ACTIVITY = Please write out the part of the workshop announcement between "Attn: DWLS Spring" and "Ridvan Akkurt (Schlumberger)", inclusive.

Denver Well Logging Society Chapter of the SPWLA

2019 Spring Workshop

Data Analytics in Reservoir Evaluation

In continuation of the DWLS' workshop tradition, this spring's workshop, Data Analytics in Reservoir Evaluation, will be held Wednesday, April 3rd, 2019 from 7:30 am to 4:00 pm at the American Mountaineering Center in Golden, CO. 

Overview:

Join us for an all-day workshop in data mining, machine learning, and other data analytics techniques applied to reservoir evaluation.

Breakfast, box lunches, and refreshments will be provided.  After the workshop, please join us at the Mountain Toad Brewing (across the street from the Mountaineering Center) for happy hour.  Emerson/Paradigm is sponsoring a drink ticket.  This year we will not provide a printed booklet, but an electronic booklet will be provided in advance via email.

Instructors:

When:

Wednesday, April 3rd, 2019
Workshop: 7:30 AM - 4:00 PM
Happy Hour: 4:00 - 6:00 PM

Where:

Workshop:
American Mountaineering Center
710 10th Street Golden, CO 80401
Golden, CO

Happy Hour:
Mountain Toad Brewery
900 Washington Ave, Golden, CO 80401

Registration:

Reservations for non-DWLS members is $195 (includes membership to the DWLS for a year), and can be made by clicking here:

DWLS members in good standing as of January 1st and students are eligible for a discount - you should have received a special email or flyer with this discount information on January 31, 2019. If you are unemployed, you may contact us about a discounted rate.

To pay by check contact Dominic Holmes at or call 303-770-4235. Payment must be received no later than Tuesday, March 13th, 2019; after that date, we will release your space reservation.

If paying by check, make it out to the DWLS, and mail it to (checks must be received by March 13th):

Dominic Holmes
Digital Formation, Inc.
Attn: DWLS Spring Workshop
999 18th Street, Suite 2410
Denver, CO 80202

Cancellations:

Cancellations with a full refund can be made up until the March 13th deadline by contacting Dominic. After that date, no refunds will be made, however, you may send someone else as your replacement (please notify us beforehand).

Abstracts:


A Machine Learning Based Automated System for Well Log Editing

Ridvan Akkurt (Schlumberger)

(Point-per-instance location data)
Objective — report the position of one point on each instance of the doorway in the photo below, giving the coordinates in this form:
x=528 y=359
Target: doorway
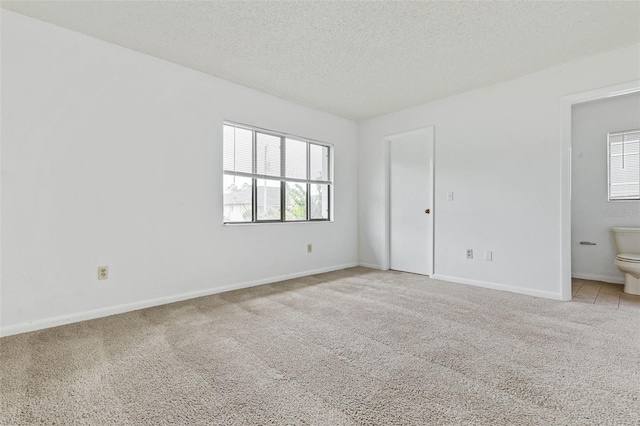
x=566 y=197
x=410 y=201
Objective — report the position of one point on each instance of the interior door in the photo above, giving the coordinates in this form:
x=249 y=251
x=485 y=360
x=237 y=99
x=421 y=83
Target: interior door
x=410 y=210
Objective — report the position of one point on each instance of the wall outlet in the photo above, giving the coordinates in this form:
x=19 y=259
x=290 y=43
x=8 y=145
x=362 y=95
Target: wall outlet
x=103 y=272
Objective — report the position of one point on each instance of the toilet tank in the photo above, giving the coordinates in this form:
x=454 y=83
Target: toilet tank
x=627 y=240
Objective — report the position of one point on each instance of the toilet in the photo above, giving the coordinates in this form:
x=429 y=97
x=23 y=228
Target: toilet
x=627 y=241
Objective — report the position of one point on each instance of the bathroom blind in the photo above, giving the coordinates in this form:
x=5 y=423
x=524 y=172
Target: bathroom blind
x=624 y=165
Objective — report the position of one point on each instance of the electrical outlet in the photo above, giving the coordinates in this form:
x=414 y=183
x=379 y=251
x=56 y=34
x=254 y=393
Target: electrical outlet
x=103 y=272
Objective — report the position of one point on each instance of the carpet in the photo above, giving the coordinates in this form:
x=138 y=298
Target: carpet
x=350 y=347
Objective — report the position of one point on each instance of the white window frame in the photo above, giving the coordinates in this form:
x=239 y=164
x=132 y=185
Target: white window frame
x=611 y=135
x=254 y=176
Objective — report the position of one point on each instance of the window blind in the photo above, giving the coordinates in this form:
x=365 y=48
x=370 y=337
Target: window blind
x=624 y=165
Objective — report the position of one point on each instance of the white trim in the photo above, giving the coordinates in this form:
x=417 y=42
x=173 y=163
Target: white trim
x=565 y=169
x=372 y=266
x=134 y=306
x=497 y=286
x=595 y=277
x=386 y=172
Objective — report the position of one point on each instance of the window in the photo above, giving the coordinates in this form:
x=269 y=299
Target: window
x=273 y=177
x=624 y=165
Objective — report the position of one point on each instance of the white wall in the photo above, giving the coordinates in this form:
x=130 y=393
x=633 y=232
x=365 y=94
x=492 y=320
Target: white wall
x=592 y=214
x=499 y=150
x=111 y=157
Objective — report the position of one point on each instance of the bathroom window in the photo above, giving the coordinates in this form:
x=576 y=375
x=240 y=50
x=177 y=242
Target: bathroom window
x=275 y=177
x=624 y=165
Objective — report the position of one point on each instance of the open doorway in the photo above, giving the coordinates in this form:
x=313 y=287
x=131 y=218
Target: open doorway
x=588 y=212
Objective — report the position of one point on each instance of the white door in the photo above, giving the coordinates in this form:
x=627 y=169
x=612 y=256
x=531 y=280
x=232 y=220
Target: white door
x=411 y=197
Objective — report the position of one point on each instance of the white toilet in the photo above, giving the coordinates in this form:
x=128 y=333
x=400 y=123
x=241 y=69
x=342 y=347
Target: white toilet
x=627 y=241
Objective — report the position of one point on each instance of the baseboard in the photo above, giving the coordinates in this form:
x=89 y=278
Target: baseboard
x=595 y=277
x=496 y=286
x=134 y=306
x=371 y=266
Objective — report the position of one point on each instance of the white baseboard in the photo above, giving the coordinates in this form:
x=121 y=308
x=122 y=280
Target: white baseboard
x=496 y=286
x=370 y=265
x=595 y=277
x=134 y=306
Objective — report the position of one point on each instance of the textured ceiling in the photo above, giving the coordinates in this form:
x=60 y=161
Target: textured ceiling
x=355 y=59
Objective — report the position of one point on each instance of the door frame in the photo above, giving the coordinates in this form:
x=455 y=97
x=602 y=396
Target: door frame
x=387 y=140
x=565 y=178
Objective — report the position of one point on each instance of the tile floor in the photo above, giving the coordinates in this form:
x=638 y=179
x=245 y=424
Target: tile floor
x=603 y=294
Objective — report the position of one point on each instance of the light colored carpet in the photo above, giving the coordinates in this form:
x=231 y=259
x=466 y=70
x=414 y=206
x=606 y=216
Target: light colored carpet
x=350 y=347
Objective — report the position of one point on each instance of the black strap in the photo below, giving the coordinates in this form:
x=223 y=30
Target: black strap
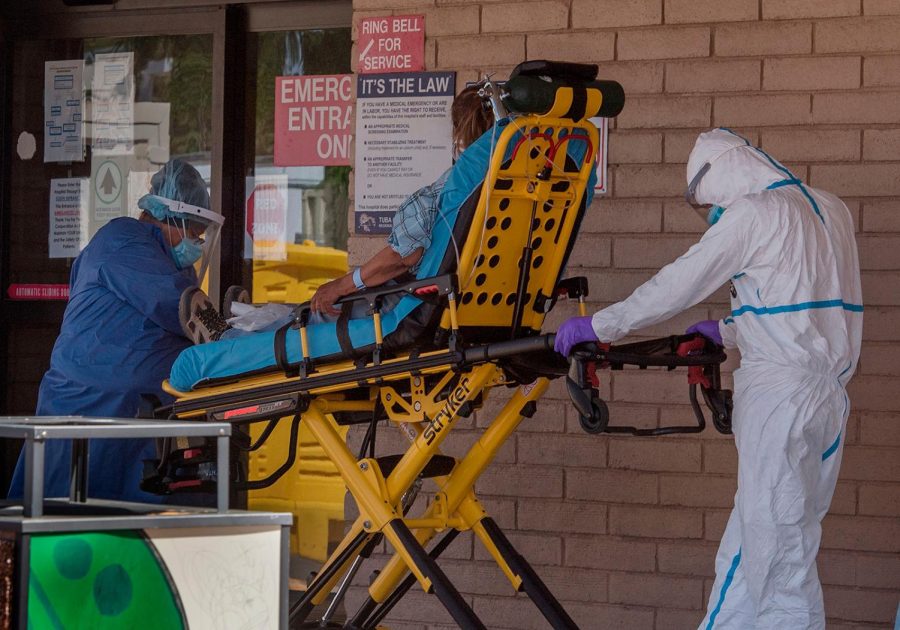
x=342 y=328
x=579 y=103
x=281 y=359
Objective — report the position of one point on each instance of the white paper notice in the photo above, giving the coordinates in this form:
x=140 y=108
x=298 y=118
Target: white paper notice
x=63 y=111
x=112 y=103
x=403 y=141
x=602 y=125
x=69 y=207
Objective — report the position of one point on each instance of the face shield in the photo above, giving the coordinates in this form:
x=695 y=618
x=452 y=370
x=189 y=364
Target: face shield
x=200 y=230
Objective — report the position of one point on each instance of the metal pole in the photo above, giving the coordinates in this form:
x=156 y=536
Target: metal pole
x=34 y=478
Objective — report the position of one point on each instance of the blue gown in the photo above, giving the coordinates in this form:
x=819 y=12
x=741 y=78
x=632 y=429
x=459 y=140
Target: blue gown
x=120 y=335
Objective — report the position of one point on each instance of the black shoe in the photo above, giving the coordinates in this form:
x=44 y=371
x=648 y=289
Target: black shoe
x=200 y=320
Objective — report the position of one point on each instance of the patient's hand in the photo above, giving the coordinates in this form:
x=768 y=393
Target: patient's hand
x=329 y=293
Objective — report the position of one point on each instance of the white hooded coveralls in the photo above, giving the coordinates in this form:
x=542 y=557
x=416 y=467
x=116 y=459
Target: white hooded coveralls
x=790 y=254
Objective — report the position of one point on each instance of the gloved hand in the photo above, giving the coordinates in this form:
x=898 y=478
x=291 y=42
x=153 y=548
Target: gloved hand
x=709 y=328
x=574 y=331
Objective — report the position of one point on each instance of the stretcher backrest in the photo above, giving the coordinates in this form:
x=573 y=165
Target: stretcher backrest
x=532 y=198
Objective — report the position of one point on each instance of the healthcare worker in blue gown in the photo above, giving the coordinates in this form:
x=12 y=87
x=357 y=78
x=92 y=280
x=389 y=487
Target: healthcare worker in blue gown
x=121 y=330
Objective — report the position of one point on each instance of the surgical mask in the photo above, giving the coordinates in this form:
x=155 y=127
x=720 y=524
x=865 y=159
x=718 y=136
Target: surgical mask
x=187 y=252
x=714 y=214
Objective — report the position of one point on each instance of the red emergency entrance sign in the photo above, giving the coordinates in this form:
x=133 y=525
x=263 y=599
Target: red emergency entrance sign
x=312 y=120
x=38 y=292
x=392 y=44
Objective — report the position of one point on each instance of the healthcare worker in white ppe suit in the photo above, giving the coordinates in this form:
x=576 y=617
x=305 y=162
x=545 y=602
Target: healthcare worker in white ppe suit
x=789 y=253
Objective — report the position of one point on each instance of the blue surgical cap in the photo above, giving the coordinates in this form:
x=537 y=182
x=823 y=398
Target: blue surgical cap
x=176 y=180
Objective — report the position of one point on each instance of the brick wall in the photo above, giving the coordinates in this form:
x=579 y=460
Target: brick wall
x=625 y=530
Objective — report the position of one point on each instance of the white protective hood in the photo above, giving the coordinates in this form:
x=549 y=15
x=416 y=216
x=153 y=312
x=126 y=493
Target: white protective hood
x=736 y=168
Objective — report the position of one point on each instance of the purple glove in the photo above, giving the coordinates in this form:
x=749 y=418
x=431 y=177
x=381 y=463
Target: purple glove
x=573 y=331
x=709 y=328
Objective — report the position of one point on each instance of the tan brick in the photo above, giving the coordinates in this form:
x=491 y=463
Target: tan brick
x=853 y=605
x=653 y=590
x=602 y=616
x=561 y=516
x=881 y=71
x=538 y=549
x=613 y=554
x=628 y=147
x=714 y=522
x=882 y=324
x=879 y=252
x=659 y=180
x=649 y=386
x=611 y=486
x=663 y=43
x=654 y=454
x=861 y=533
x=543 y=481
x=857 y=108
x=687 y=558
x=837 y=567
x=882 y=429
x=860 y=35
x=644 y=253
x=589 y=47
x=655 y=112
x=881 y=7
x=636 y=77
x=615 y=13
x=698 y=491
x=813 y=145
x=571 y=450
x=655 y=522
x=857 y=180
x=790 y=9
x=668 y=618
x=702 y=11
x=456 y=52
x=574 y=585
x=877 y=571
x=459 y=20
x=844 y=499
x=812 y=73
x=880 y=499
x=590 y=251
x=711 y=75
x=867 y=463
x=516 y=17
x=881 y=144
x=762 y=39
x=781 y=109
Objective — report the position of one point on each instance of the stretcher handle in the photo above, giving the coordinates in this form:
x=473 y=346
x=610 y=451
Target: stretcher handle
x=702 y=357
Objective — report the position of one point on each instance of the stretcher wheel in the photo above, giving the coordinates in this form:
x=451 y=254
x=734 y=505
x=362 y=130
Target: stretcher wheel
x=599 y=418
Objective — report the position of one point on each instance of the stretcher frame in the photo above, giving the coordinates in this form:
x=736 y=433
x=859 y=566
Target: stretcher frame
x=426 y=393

* * *

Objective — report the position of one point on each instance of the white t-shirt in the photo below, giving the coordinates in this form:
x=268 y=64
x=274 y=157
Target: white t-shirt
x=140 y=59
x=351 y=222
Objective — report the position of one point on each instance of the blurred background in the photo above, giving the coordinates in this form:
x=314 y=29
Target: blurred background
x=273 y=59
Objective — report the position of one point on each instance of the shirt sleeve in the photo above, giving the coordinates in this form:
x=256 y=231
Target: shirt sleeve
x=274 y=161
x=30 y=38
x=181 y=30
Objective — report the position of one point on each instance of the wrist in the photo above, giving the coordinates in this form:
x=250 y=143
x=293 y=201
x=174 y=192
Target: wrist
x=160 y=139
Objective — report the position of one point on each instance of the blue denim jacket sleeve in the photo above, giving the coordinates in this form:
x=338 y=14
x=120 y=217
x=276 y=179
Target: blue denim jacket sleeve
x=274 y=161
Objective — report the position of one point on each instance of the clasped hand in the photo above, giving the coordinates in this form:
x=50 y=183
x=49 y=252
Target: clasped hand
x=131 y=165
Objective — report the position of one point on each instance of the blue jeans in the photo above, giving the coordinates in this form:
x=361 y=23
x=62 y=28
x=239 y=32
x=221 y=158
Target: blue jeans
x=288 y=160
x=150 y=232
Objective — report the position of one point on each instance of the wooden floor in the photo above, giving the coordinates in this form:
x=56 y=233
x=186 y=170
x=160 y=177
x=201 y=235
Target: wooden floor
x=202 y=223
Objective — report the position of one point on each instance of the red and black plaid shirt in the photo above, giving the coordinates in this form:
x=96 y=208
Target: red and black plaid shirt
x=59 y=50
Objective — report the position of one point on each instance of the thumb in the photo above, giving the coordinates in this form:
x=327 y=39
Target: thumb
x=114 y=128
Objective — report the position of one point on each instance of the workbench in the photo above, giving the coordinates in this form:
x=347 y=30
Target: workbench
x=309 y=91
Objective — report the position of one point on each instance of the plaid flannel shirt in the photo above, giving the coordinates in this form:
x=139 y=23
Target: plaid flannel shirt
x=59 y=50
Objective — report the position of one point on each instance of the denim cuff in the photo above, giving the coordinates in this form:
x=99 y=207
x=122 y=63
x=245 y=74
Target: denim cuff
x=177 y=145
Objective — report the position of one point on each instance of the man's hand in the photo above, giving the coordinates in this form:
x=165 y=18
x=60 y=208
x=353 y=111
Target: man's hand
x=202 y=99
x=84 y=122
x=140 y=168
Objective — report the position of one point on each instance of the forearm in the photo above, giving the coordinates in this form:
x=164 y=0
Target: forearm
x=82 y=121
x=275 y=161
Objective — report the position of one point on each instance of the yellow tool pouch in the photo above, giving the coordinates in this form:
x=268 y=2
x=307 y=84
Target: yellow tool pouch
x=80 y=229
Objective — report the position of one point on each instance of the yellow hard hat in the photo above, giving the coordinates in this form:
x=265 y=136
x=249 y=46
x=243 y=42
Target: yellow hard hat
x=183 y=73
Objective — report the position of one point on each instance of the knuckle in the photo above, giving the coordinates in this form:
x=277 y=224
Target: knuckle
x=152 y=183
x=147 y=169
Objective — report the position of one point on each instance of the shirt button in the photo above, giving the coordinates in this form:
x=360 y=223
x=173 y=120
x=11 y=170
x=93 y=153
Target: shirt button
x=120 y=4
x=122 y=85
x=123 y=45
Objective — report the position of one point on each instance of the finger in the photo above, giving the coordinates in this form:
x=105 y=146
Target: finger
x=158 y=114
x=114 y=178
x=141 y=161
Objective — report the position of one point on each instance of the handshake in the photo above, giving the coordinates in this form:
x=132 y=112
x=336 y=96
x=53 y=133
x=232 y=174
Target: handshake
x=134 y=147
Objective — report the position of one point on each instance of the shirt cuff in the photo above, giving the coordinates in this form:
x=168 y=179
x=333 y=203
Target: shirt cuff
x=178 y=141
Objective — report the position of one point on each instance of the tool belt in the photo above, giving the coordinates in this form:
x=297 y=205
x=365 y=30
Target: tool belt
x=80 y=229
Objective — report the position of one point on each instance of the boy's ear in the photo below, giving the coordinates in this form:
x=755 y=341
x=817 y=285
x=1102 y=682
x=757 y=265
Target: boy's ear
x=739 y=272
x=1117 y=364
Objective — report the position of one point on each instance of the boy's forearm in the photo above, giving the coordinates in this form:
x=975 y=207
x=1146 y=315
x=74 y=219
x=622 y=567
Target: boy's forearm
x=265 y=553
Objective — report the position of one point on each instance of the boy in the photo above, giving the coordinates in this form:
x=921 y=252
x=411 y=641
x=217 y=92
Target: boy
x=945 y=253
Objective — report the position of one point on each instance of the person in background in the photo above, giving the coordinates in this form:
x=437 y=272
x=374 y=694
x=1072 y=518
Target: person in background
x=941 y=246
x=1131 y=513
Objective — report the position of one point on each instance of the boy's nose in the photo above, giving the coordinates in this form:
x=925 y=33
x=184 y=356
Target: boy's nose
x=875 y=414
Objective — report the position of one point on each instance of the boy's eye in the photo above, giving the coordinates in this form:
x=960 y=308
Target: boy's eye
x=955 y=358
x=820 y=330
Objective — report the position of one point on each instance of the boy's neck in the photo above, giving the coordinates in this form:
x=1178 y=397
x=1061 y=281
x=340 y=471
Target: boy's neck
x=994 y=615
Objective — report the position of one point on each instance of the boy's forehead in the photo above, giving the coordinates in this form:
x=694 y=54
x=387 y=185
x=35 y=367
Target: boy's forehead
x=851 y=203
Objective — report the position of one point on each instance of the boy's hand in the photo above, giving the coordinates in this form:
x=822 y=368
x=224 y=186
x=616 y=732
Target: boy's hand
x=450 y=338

ANSWER SECTION =
Attn: DWLS Spring Workshop
999 18th Street, Suite 2410
Denver, CO 80202

Cancellations:

Cancellations with a full refund can be made up until the March 13th deadline by contacting Dominic. After that date, no refunds will be made, however, you may send someone else as your replacement (please notify us beforehand).

Abstracts:


A Machine Learning Based Automated System for Well Log Editing

Ridvan Akkurt (Schlumberger)